## SELECTION
══════

# Brands for equipment - TechnoGym?



## ucs (Aug 7, 2004)

Howdy All 


Im currently putting my home gym together. So far after using TechnoGym equipment at my current gym and being very impressed with the build quality and functionality. Ive put the following together...

Adjustable Bench,






Scott Bench,





Squat / Bench / Inclined Bench





Leg Press,





Leg Extensions,





Leg Curls,





Lat Machine / Triceps






I think that pretty much covers all the workouts... Ive just found with other manufactures that the equipment is lacking in quality and function. They tend to try and put to many options on 1 piece of equipment, instead of keeps with the basics.

Any other brands or comments on the equipment style please let me know... 

Cheers

Nick


----------



## P-funk (Aug 7, 2004)

I would get a power rack instead of that squat rack.  the power rack is more versatile.  You can bench in it, do rack work in it.  set the pins at different heights ect..


----------



## ucs (Aug 7, 2004)

Thanks for the idea. Ive looked up a brand called Bodycraft which makes a PowerCage,






It also comes with an option available for Lat / Row Attachment.






Which ofcourse saves on an extra machine, which is great


----------



## goal_500_bench (Aug 7, 2004)

ucs said:
			
		

> Howdy All
> 
> 
> Im currently putting my home gym together. So far after using TechnoGym equipment at my current gym and being very impressed with the build quality and functionality. Ive put the following together...
> ...


How much is all of that going to cost??


----------



## ucs (Aug 8, 2004)

About $4000.00, however the leg press is the most expensive bit coming in at $1500.00


----------



## P-funk (Aug 8, 2004)

ucs said:
			
		

> Thanks for the idea. Ive looked up a brand called Bodycraft which makes a PowerCage,
> 
> 
> 
> ...



I would go with the power rack.  Screw the pull down machine, just do pullups and chin ups.


----------

══════

## BRIEF 1
In the forum thread, which piece of equipment is named as the most expensive?
The forum thread and the records have nothing to do with each other.

══════

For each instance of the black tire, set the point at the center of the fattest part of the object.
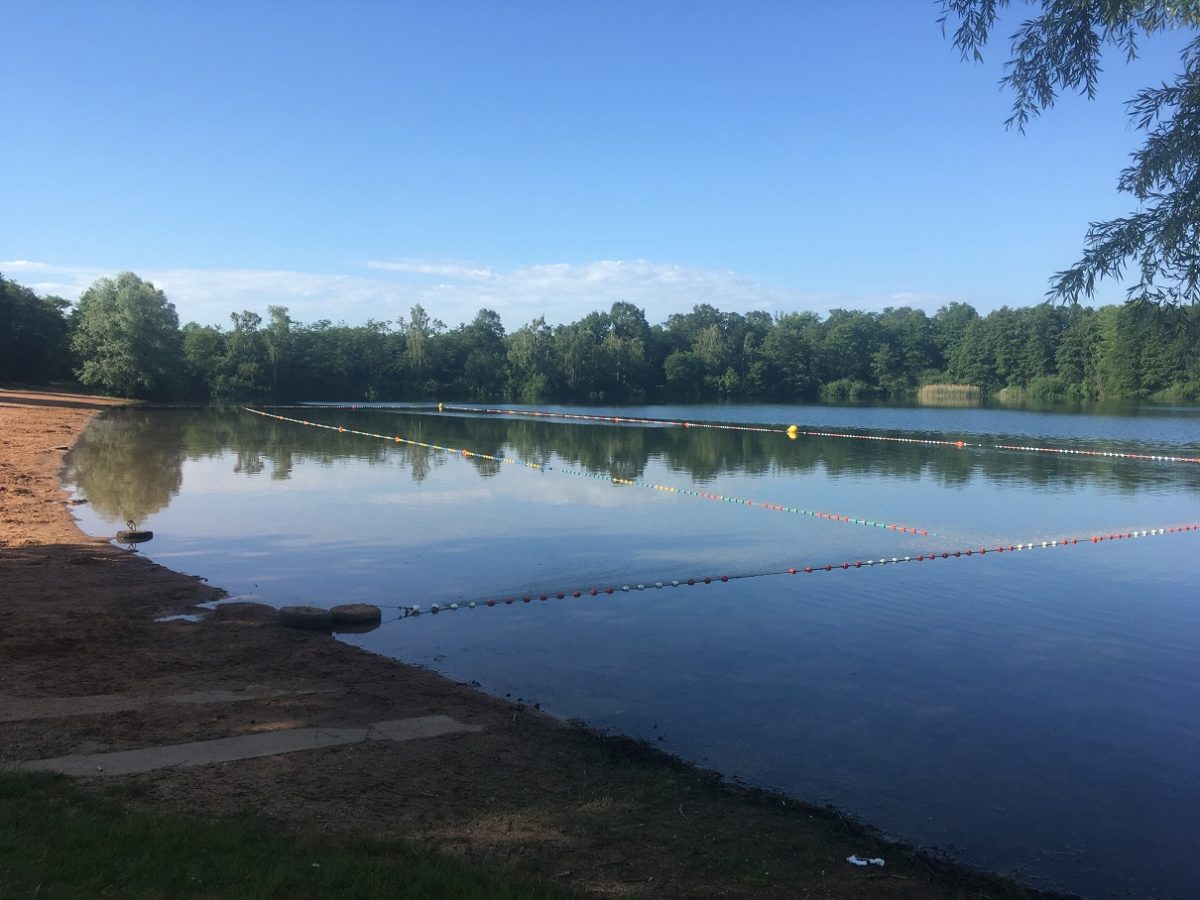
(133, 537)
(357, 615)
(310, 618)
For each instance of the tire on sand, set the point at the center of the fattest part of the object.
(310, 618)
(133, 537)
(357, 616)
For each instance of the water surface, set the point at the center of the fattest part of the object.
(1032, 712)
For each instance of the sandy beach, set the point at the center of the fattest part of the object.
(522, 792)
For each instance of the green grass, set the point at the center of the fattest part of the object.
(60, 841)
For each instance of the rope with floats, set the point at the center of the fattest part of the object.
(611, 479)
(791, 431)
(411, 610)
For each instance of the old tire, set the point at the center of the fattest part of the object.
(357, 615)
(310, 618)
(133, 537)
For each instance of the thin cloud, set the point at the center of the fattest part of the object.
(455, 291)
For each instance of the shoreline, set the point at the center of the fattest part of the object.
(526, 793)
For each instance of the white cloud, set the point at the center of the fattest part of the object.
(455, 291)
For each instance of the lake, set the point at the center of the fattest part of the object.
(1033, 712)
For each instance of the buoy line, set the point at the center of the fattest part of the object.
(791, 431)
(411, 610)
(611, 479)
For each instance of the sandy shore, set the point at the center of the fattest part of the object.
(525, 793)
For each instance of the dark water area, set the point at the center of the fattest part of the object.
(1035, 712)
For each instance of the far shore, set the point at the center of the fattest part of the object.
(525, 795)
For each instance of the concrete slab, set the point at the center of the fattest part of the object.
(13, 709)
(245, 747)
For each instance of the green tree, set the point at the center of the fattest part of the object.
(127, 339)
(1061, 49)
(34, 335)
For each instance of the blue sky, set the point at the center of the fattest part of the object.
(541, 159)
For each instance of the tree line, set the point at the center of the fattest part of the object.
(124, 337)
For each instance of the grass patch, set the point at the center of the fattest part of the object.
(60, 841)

══════

## BRIEF 2
Gather every line of the records that contains the word "cloud", treating uppercase and lowercase as different.

## EXERCISE OUTPUT 1
The leg press.

## EXERCISE OUTPUT 2
For each instance of the thin cloud, set the point at the center of the fattest part of the object.
For each instance of the white cloud, set the point at the center of the fattest part of the object.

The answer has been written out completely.